-- Start --

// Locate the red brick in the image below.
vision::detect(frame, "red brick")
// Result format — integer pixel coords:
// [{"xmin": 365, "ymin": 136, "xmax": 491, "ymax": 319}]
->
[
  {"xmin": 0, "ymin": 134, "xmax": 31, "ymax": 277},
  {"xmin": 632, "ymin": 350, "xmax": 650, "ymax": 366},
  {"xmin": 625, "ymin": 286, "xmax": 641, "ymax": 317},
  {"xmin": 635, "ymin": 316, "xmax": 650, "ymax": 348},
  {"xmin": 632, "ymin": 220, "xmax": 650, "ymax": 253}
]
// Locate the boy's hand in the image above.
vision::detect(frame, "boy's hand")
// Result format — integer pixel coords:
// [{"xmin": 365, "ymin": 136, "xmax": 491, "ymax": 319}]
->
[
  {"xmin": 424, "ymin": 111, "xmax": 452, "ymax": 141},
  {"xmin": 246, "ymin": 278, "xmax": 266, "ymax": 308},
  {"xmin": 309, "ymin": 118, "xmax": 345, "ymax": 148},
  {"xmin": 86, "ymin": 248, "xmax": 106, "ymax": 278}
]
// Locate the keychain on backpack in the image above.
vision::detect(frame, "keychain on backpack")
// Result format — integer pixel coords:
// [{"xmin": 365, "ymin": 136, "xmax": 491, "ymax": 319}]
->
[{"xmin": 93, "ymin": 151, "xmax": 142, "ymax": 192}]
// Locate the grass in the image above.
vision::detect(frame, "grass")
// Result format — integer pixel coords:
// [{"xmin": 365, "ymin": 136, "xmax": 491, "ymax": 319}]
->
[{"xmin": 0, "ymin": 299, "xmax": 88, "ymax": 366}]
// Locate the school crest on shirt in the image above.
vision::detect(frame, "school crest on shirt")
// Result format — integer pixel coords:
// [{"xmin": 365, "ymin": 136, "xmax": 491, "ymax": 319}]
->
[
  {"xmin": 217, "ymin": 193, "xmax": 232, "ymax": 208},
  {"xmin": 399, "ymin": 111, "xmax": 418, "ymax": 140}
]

-- End --

[Short task]: Rewrite the data from the line containing "shirt in the image above." through the end of the data, keeping every line and shifting each bounding-box coordinate in the results up by 3.

[Reply to the exercise]:
// Locate the school crest on shirt in the image above.
vision::detect(frame, "school crest on shirt")
// Result format — integer pixel coords:
// [{"xmin": 365, "ymin": 136, "xmax": 491, "ymax": 319}]
->
[
  {"xmin": 220, "ymin": 196, "xmax": 235, "ymax": 211},
  {"xmin": 402, "ymin": 114, "xmax": 421, "ymax": 143}
]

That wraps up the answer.